++++ Text excerpt

The search for the tomb of Ghengis Khan

Bronze Age Burial Mound Found!

For the most exciting archeology project of this year, go to: http://exploration.nationalgeographic.com/mongolia

From time to time, people in charge of large internet-based projects request the help of the general public to assist in their work. Think SETI@home and Galaxy Zoo. Currently, there is another project with which you can help, supported by National Geographic Digital Media. It is called “Field Expedition: Mongolia — Valley of the Khans Project.” This project is a huge archaeological survey of parts of Mongolia, looking for the tomb of Genghis Khan and other Mongolian cultural heritage sites. Wired’s own Gadget Lab wrote about this project last year.

Genghis Khan’s tomb has never been found because of some fascinating historical factors which you can read about on the project’s website. By combining the use of high tech tools and crowdsourcing, their small team of explorers, led by Albert Lin, turns into a team of thousands working together to identify possible tomb locations. This is done by having the general public studying satellite images and identifying the features we see. There’s no way the small team would have enough time to search the entire area themselves, so our help is invaluable. It’s amazing how helpful we can be without being experts on satellite imagery. It’s very easy to spot rivers and roads, and pretty intuitive to spot modern structures, such as yurts, and signs of ancient or buried structures, such as burial mounds or odd land patterns. Then, combining this information with real-time data and maps, the expedition gets a clearer picture of the different areas of Mongolia.

++++++++

_Complete the following:_
1. Please retype part of the Genghis Khan tomb article, beginning at the words "The search for" and stopping after "project last year.".
2. Continue the Genghis Khan tomb article from its last sentence.
The records have nothing to do with the Genghis Khan tomb article.

++++ Record set

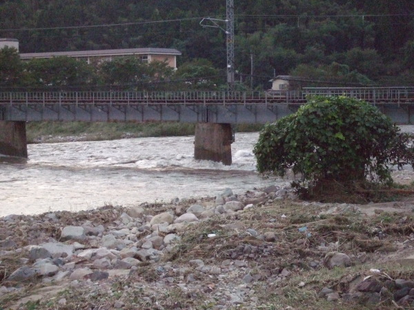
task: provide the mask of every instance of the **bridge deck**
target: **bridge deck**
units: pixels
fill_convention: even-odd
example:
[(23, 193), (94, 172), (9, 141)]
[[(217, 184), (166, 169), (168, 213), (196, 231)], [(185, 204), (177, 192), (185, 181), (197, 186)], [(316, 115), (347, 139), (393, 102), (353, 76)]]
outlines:
[[(308, 96), (346, 96), (411, 123), (414, 87), (318, 87), (268, 92), (0, 92), (0, 120), (265, 123), (305, 104)], [(405, 110), (404, 110), (405, 109)]]

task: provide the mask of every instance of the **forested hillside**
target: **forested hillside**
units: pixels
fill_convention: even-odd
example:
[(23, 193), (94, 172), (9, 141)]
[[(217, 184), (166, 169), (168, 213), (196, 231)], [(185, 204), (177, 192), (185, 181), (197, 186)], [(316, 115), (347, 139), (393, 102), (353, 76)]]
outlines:
[[(240, 88), (250, 87), (252, 59), (257, 89), (288, 74), (350, 85), (414, 84), (412, 0), (235, 0), (235, 12)], [(199, 22), (225, 16), (226, 0), (2, 1), (0, 37), (18, 39), (21, 52), (176, 48), (183, 53), (179, 67), (186, 68), (180, 81), (217, 74), (223, 79), (203, 81), (217, 85), (224, 83), (226, 34)]]

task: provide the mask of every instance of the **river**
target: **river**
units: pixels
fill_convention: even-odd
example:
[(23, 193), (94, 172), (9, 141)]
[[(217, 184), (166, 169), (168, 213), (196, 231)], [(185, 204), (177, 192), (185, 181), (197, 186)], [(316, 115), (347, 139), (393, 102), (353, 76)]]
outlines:
[(236, 134), (230, 166), (195, 161), (194, 136), (33, 144), (29, 158), (0, 158), (0, 216), (130, 206), (284, 186), (262, 179), (253, 154), (258, 133)]

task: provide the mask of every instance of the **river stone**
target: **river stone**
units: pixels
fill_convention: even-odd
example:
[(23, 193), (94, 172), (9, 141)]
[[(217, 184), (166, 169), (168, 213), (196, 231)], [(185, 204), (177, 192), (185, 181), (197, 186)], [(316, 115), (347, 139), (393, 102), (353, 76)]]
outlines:
[(150, 257), (150, 253), (146, 249), (140, 249), (137, 252), (137, 257), (138, 257), (141, 260), (145, 261)]
[(151, 237), (148, 238), (148, 241), (152, 243), (152, 248), (159, 249), (164, 243), (164, 238), (159, 236)]
[(86, 238), (85, 229), (80, 226), (66, 226), (62, 230), (61, 240), (77, 240), (82, 241)]
[(33, 246), (29, 251), (29, 260), (32, 262), (39, 258), (49, 258), (51, 257), (50, 252), (43, 247)]
[(102, 237), (102, 245), (108, 249), (121, 250), (125, 247), (123, 240), (117, 239), (113, 235), (105, 235)]
[(110, 260), (112, 260), (117, 258), (115, 254), (106, 247), (100, 247), (97, 249), (95, 249), (92, 256), (94, 256), (96, 259), (103, 258), (106, 257)]
[(190, 222), (198, 222), (199, 219), (196, 216), (195, 216), (192, 213), (185, 213), (182, 216), (177, 218), (174, 221), (175, 224), (180, 223), (190, 223)]
[(351, 265), (351, 258), (344, 253), (329, 252), (325, 256), (324, 260), (325, 265), (329, 268), (334, 267), (347, 267)]
[(126, 258), (128, 257), (135, 257), (137, 255), (137, 252), (138, 251), (138, 249), (135, 247), (130, 247), (130, 248), (124, 248), (121, 250), (119, 252), (119, 256), (121, 258)]
[(129, 264), (130, 266), (137, 266), (139, 264), (141, 264), (140, 260), (138, 260), (137, 259), (134, 258), (132, 257), (127, 257), (126, 258), (124, 258), (121, 261)]
[(205, 210), (204, 207), (199, 205), (193, 205), (188, 209), (187, 209), (187, 213), (192, 213), (197, 217), (199, 217), (200, 214), (203, 213)]
[(168, 234), (164, 238), (164, 242), (166, 245), (171, 244), (174, 240), (179, 240), (180, 238), (177, 236), (175, 234)]
[(132, 217), (130, 217), (128, 214), (127, 214), (125, 212), (123, 212), (122, 214), (121, 214), (121, 216), (119, 216), (119, 219), (121, 220), (122, 223), (124, 225), (126, 225), (126, 224), (129, 223), (130, 222), (132, 222), (134, 220), (134, 219)]
[(41, 276), (53, 276), (59, 271), (59, 267), (55, 265), (48, 262), (40, 265), (38, 272)]
[(243, 209), (244, 205), (239, 201), (228, 201), (223, 207), (226, 212), (229, 210), (235, 211)]
[(273, 242), (276, 240), (276, 234), (273, 231), (266, 231), (263, 234), (264, 240), (269, 242)]
[(264, 189), (263, 192), (264, 192), (266, 194), (270, 194), (270, 193), (275, 193), (279, 189), (280, 189), (280, 187), (279, 187), (279, 186), (270, 185), (270, 186), (268, 186), (268, 187), (266, 187), (265, 189)]
[(95, 249), (88, 249), (87, 250), (82, 251), (81, 253), (79, 253), (77, 257), (89, 260), (95, 251)]
[(161, 223), (166, 222), (168, 224), (171, 224), (174, 221), (174, 216), (169, 212), (163, 212), (159, 214), (157, 214), (153, 216), (150, 221), (150, 225), (154, 224), (161, 224)]
[(73, 251), (75, 250), (75, 247), (73, 245), (66, 245), (61, 242), (47, 242), (40, 245), (40, 246), (49, 251), (50, 254), (54, 256), (57, 254), (61, 254), (62, 253), (66, 253), (68, 256), (70, 256), (73, 254)]
[(69, 276), (69, 280), (71, 281), (73, 281), (74, 280), (82, 280), (86, 276), (92, 273), (92, 272), (93, 271), (89, 268), (79, 268), (78, 269), (75, 269)]
[(140, 206), (131, 207), (126, 210), (126, 214), (132, 218), (141, 218), (145, 210)]
[(93, 266), (101, 269), (106, 269), (111, 267), (110, 261), (107, 258), (99, 258), (93, 262)]
[(230, 196), (233, 196), (233, 192), (230, 188), (227, 187), (223, 192), (221, 192), (220, 195), (224, 198), (227, 198), (227, 197), (230, 197)]
[(36, 271), (34, 269), (27, 266), (23, 266), (17, 269), (9, 276), (8, 280), (10, 281), (26, 281), (36, 276)]
[(152, 249), (152, 242), (151, 241), (147, 240), (145, 242), (144, 242), (141, 247), (144, 249)]
[(109, 273), (106, 271), (95, 271), (88, 275), (88, 278), (90, 279), (92, 282), (100, 281), (101, 280), (108, 279), (108, 278)]

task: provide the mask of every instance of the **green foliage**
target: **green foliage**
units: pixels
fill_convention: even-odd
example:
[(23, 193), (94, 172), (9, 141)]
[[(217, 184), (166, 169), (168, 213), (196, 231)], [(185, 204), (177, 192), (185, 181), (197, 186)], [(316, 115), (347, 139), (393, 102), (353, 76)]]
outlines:
[(23, 68), (23, 83), (30, 87), (79, 86), (95, 79), (92, 66), (68, 56), (31, 59)]
[[(412, 139), (411, 136), (411, 139)], [(313, 97), (309, 103), (262, 131), (255, 146), (257, 170), (300, 174), (295, 185), (368, 177), (392, 182), (388, 165), (414, 163), (410, 138), (376, 107), (346, 97)]]
[(23, 69), (15, 48), (0, 50), (0, 86), (17, 86), (21, 81)]

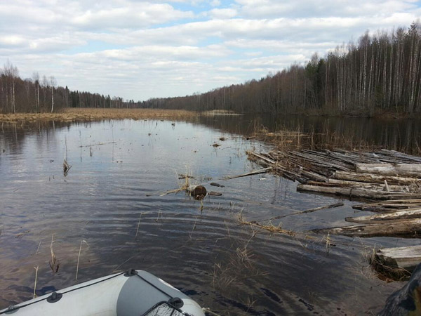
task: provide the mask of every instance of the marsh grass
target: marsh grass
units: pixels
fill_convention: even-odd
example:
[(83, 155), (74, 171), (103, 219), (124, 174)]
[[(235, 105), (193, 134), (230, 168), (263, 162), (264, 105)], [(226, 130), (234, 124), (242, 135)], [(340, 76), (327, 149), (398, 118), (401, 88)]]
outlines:
[[(374, 150), (382, 146), (376, 146), (356, 135), (345, 135), (332, 131), (328, 125), (323, 126), (321, 133), (316, 133), (314, 127), (305, 132), (304, 126), (298, 126), (291, 130), (279, 126), (274, 131), (269, 131), (263, 125), (255, 125), (253, 134), (261, 140), (272, 144), (278, 150), (300, 150), (303, 149), (342, 148), (348, 150)], [(419, 149), (421, 153), (421, 148)]]
[(397, 265), (387, 265), (376, 256), (375, 248), (369, 258), (371, 268), (377, 273), (377, 277), (385, 281), (407, 281), (411, 275), (411, 272)]
[(100, 121), (103, 119), (196, 119), (200, 113), (184, 110), (67, 108), (58, 113), (0, 114), (0, 121), (21, 124), (39, 121)]

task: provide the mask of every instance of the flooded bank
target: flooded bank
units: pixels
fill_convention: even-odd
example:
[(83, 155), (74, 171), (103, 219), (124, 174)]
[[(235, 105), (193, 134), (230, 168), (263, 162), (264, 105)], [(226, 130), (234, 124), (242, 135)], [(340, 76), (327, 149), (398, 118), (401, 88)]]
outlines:
[[(358, 201), (300, 193), (295, 183), (269, 174), (223, 180), (255, 168), (246, 150), (269, 148), (243, 137), (259, 124), (246, 116), (200, 119), (3, 126), (0, 308), (32, 297), (34, 267), (38, 295), (74, 284), (80, 249), (78, 282), (129, 268), (146, 270), (220, 315), (380, 310), (403, 283), (379, 279), (367, 254), (415, 242), (335, 236), (328, 246), (326, 236), (310, 230), (346, 225)], [(269, 126), (265, 119), (260, 124)], [(366, 125), (357, 131), (384, 145), (390, 137), (382, 136), (382, 126), (379, 138), (367, 134)], [(410, 131), (398, 129), (399, 135), (419, 135), (411, 126)], [(401, 136), (394, 139), (396, 146), (409, 146)], [(66, 143), (72, 168), (65, 177)], [(222, 195), (206, 197), (203, 207), (182, 192), (161, 195), (180, 187), (179, 175), (186, 173)], [(274, 221), (295, 235), (240, 220), (338, 202), (344, 205)], [(60, 262), (56, 272), (49, 264), (51, 249)]]

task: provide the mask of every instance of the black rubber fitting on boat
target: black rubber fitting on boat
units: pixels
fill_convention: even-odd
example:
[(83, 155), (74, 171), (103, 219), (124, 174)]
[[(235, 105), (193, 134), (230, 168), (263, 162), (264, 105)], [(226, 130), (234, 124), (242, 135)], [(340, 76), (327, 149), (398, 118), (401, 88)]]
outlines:
[(133, 277), (133, 275), (136, 275), (137, 274), (138, 271), (136, 271), (135, 269), (128, 269), (127, 271), (126, 271), (126, 273), (124, 273), (124, 276)]
[(14, 305), (11, 305), (7, 310), (5, 312), (5, 314), (13, 314), (15, 312), (17, 312), (18, 310), (20, 308), (20, 306), (15, 306)]
[(167, 303), (175, 307), (175, 308), (181, 308), (184, 305), (184, 302), (179, 297), (173, 297), (170, 298)]
[(60, 300), (61, 300), (62, 297), (63, 297), (63, 294), (62, 294), (61, 293), (53, 292), (53, 293), (51, 293), (51, 295), (50, 295), (47, 298), (47, 302), (48, 302), (48, 303), (58, 302)]

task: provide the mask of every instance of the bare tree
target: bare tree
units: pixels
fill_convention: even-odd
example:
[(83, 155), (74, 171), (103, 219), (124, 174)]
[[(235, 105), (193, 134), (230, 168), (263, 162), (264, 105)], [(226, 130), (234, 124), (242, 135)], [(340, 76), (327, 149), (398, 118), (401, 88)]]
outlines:
[(57, 85), (57, 81), (54, 76), (50, 76), (50, 88), (51, 88), (51, 113), (54, 110), (54, 88)]
[(34, 72), (32, 74), (32, 81), (35, 85), (35, 109), (39, 112), (39, 74), (38, 72)]
[(12, 111), (13, 113), (16, 112), (16, 98), (15, 97), (15, 85), (16, 84), (16, 79), (19, 77), (19, 71), (18, 67), (13, 66), (13, 65), (8, 60), (4, 64), (4, 73), (6, 77), (8, 77), (12, 81), (12, 91), (11, 91), (11, 103), (12, 103)]

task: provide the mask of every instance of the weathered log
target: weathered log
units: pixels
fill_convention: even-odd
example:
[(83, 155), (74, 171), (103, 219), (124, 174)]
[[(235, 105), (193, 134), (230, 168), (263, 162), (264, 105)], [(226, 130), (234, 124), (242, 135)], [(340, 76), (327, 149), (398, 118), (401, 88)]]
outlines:
[(408, 283), (387, 298), (378, 316), (421, 315), (421, 265), (418, 265)]
[(403, 152), (396, 152), (396, 150), (387, 150), (382, 149), (382, 152), (385, 154), (388, 154), (394, 157), (398, 157), (405, 159), (406, 160), (410, 160), (412, 162), (421, 163), (421, 157), (411, 156), (410, 154), (404, 154)]
[[(328, 182), (328, 183), (336, 184), (344, 187), (373, 188), (377, 190), (382, 190), (385, 187), (385, 185), (381, 183), (349, 181), (347, 180), (329, 179)], [(409, 188), (404, 185), (389, 185), (388, 187), (389, 191), (405, 192), (406, 190), (409, 190)]]
[(381, 202), (353, 205), (352, 209), (369, 211), (396, 211), (421, 206), (421, 199), (392, 199)]
[(421, 218), (407, 220), (388, 220), (380, 224), (352, 225), (313, 230), (323, 234), (343, 235), (349, 237), (421, 237)]
[(421, 218), (421, 209), (399, 211), (394, 213), (387, 213), (385, 214), (376, 214), (367, 216), (347, 217), (347, 222), (359, 223), (361, 224), (372, 224), (380, 220), (403, 220), (411, 218)]
[(186, 191), (196, 199), (202, 199), (206, 196), (206, 188), (203, 185), (190, 185)]
[(395, 185), (410, 185), (417, 183), (417, 179), (408, 177), (396, 177), (392, 176), (379, 176), (370, 173), (356, 173), (355, 172), (338, 171), (335, 173), (335, 178), (351, 181), (368, 182), (371, 183), (387, 183)]
[(406, 247), (384, 248), (375, 254), (382, 264), (413, 271), (421, 263), (421, 245)]
[(400, 193), (394, 192), (383, 192), (375, 190), (361, 189), (355, 187), (326, 187), (323, 185), (310, 185), (300, 184), (298, 191), (309, 191), (319, 193), (328, 193), (336, 195), (345, 195), (349, 197), (366, 197), (372, 199), (396, 199), (421, 197), (421, 195)]
[(301, 173), (309, 179), (319, 182), (328, 182), (328, 178), (315, 172), (307, 171), (305, 169), (301, 171)]
[(421, 164), (356, 164), (355, 170), (382, 176), (421, 176)]
[(248, 152), (247, 152), (247, 154), (251, 155), (251, 156), (255, 156), (258, 158), (260, 158), (260, 159), (264, 160), (265, 162), (269, 163), (269, 164), (276, 164), (276, 162), (275, 162), (274, 160), (269, 159), (267, 157), (262, 156), (261, 154), (256, 154), (254, 152), (248, 151)]
[(272, 217), (266, 220), (270, 221), (270, 220), (273, 220), (274, 219), (279, 219), (279, 218), (283, 218), (284, 217), (292, 216), (293, 215), (307, 214), (307, 213), (313, 213), (316, 211), (320, 211), (322, 209), (333, 209), (335, 207), (343, 206), (343, 205), (344, 205), (344, 204), (342, 202), (335, 203), (334, 204), (325, 205), (323, 206), (319, 206), (319, 207), (315, 207), (314, 209), (306, 209), (305, 211), (300, 211), (298, 212), (290, 213), (286, 214), (286, 215), (281, 215), (279, 216)]
[(255, 174), (266, 173), (269, 172), (269, 171), (271, 170), (272, 169), (272, 167), (269, 167), (269, 168), (265, 168), (263, 169), (260, 169), (260, 170), (253, 170), (253, 171), (248, 172), (247, 173), (240, 174), (239, 176), (227, 176), (227, 177), (224, 178), (223, 180), (235, 179), (236, 178), (246, 177), (248, 176), (253, 176)]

++++++++

_Your written answers:_
1.
The search for the tomb of Ghengis Khan

Bronze Age Burial Mound Found!

For the most exciting archeology project of this year, go to: http://exploration.nationalgeographic.com/mongolia

From time to time, people in charge of large internet-based projects request the help of the general public to assist in their work. Think SETI@home and Galaxy Zoo. Currently, there is another project with which you can help, supported by National Geographic Digital Media. It is called “Field Expedition: Mongolia — Valley of the Khans Project.” This project is a huge archaeological survey of parts of Mongolia, looking for the tomb of Genghis Khan and other Mongolian cultural heritage sites. Wired’s own Gadget Lab wrote about this project last year.

2.
One reason why the explorer team is using satellite imagery techniques is to minimize the amount of digging that is done, which preserves Mongolia’s land and protects the cultural history. By studying the land from above, one can see subtle differences in terrain, perhaps areas that have settled in unusual ways. As possible heritage sites are located, people on the ground can investigate further. Explorer Albert Lin and his team will be investigating the tagged items, without digging any holes. Top Mongolian scholars are also participating in the process.



Perhaps this noninvasive way of performing archaeology is the new way of things. The use of technology such as satellite imagery, other tools and the help of the general internet public could be applied to similar projects in the future. Some of the other new technologies used in this project include unmanned aerial vehicles, three dimensional virtual reality and ground penetrating radar.

To join in on this adventure-from-home, visit the website for Field Expedition: Mongolia — Valley of the Khans Project. Label a few satellite photos in your spare time. You can do a test marking on the site, but if you want your marks to count, you need to register and be logged in. Registration is easy, though: they just ask for a user name, email address and password. As you begin marking images, you’re in a training phase. I think they want to make sure your marking the images correctly, so the first several serve as a tutorial. As you mark more images in the training, you are told what you did right and what you missed. You’re only looking for roads, rivers, modern structures and ancient structures, and anything else that is interesting but you can’t identify can be marked as “other.”

Once you’re done with training, you reach the Novice 1 rank. The site then shares with you what other people have identified in the photos. It will also tell you if you’re the first to view an image. The more images you mark, the higher your rank. I’m guessing that if enough people think that a site has some significance and is worth checking out, especially if many people of high rank identified the same spot, it will be a good spot for the explorers to check out on the ground. Not every image has something to mark, however, and sometimes it can take a while for an image to display. So it is a great activity to do while doing something else.

Whether you participate in this project as a fun exercise, use it to teach your kids about satellite photos and what the Earth looks like from above or to assist the explorer team in their hunt for the tomb of Genghis Khan, it’s a fascinating way to spend some time over the next couple of weeks. The team will be in the field for most of July, so mark those images soon! Be careful, though: this activity is highly addictive. You may find that you end up spending much more time on this project than you had planned. Give it a try!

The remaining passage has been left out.